Requirement
Please copy all of the data below word for word, leaving out the pictures.

(Point labels for objects)
╭──
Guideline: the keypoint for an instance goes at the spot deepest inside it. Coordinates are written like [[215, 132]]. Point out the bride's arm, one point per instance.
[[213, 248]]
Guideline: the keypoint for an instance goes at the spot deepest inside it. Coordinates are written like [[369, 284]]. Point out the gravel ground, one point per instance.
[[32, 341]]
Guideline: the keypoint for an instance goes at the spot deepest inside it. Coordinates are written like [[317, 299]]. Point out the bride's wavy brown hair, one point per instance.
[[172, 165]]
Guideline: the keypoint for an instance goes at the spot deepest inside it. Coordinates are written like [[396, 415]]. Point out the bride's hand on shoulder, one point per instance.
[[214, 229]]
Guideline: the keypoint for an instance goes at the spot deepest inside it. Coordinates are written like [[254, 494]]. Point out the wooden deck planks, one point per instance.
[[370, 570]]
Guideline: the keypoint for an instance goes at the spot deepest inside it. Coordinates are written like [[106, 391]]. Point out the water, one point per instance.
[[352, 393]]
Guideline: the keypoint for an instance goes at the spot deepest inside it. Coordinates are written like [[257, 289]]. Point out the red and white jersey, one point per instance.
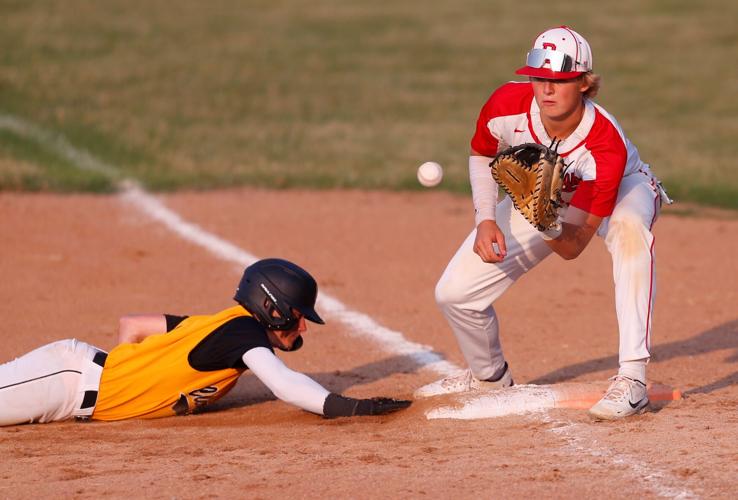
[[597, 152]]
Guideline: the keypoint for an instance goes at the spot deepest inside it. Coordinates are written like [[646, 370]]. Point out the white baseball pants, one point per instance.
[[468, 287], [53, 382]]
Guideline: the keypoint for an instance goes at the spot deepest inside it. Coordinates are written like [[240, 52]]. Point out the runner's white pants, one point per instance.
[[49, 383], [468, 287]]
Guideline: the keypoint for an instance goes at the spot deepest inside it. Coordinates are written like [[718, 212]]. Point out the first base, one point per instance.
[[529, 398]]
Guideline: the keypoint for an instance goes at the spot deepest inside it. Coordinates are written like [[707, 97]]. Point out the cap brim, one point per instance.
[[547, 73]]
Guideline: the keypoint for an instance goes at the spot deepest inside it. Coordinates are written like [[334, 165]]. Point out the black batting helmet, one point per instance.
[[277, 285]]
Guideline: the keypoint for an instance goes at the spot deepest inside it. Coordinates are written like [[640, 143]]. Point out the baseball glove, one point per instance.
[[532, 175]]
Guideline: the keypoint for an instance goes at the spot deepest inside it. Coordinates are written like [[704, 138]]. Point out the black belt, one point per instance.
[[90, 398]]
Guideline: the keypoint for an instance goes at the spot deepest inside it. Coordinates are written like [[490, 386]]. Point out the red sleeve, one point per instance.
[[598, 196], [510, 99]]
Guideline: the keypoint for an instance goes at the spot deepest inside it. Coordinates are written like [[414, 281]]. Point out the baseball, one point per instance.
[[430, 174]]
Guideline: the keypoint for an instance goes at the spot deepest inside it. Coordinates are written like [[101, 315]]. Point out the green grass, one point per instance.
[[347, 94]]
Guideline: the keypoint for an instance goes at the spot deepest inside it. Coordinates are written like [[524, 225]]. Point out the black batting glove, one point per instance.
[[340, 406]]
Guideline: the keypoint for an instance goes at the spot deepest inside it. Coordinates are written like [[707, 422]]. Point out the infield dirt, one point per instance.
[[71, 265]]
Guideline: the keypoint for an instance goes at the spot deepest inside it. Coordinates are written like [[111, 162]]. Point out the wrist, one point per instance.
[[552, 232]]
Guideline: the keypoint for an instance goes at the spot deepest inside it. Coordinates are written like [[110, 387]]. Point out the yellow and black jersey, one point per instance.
╰──
Exercise response
Guideline: the keypoint for an instance goes at the spot deepest inside it. Coordinates are written like [[215, 132]]. Point out the bride's arm, one point per instance.
[[213, 248]]
Guideline: the keypoint for an instance goes at the spot deepest inside it. Coordinates are written like [[369, 284]]. Point out the gravel ground, one point per instance.
[[32, 341]]
Guideline: the keypoint for an instance goes at the spot deepest inside it. Coordinates are written like [[317, 299]]. Point out the bride's wavy brown hair, one point per instance.
[[172, 165]]
Guideline: the keypoint for an instance goes at the spot deepest inside it. Coordinates are written like [[396, 415]]. Point out the bride's hand on shoulder, one point per instance.
[[214, 229]]
Guideline: the keypoint for an instance goes at the spot deepest inside it. Coordinates are written like [[254, 494]]. Point out the wooden deck planks, one point per instance.
[[370, 570]]
Guideline: the keypoint for an instance goes at the spot deepest inside it. Coordinates are written like [[106, 391]]. Point out the water, one point per instance.
[[352, 393]]
Guideline: the keypoint for an instance goes at the spot deepest inside it. Coordinates are written like [[257, 289]]. Point out the red and white jersey, one point per instance.
[[597, 152]]
Guideline: the keypoint for an instance goes at the spot deepest inside it. Coordinates are written like [[646, 370]]. Point out the white baseball pants, one point per instance.
[[468, 287], [53, 382]]
Guideline: the keypoint for an instance goes at the spot deepest inside it. Coordinates are written like [[240, 52]]. Point out the runner's white pants, one point per instance.
[[49, 383], [468, 287]]
Guideline: the keypoint for an instance goes at the spot deepest inside it. Coordinates are written like [[718, 212]]. Point out the first base, one point per instance.
[[529, 398]]
Guideline: the keypoint for an instance goes at the spot deepest inside it. Coordinates are written like [[707, 97]]. Point out the cap brim, one point per instance.
[[547, 73]]
Guideline: the keypoint for an instance goes at the spot deepest inside it. Coordinates are written like [[334, 165]]. Point out the black batting helmet, one point per instance.
[[277, 285]]
Guideline: the keypoint for an instance goes at the spot deepest inside it. Coordinates are written like [[640, 143]]. Point out the baseball glove, one point per instance.
[[532, 175]]
Guideline: the keypoint for an instance goes at the spot deepest inside it. Coordinates are written like [[704, 138]]. Point out the black belt, one point per instance.
[[90, 398]]
Guideline: the keypoint for an instance goes at the spot deepest inside it. Coordinates are written like [[490, 386]]. Point out the red sleeve, one point per instance.
[[598, 196], [510, 99]]
Guideline: the keypoint for an instance goes at the spot deepest inside it. Coordinates are written like [[414, 281]]. Point out the baseball, one point per instance.
[[430, 174]]
Guideline: the keypoint for an instance goes at the spot deepest inside it. Coordinates are written like [[101, 315]]. Point out the green grass, one point per instance.
[[347, 94]]
Guideline: the keypoint for an instance goes at the spot deepest inside it. Coordinates are written like [[524, 225]]. Point out the black batting glove, one point per instance.
[[340, 406]]
Guideline: the keypoint for an instance goes at the spot deepest inside it. Coordinates are written like [[707, 422]]. Point out the infield dirt, one point per instance.
[[71, 265]]
Guideline: the keypoint for an instance goes at the spot deepest inside it. Coordinates are written like [[111, 162]]. Point out the wrist, one point per instance.
[[552, 232]]
Guideline: the keypoint for an instance goes at the spot deepest inside it. Coordinates are written like [[110, 387]]. Point out the yellow and black jersey, one point per instance.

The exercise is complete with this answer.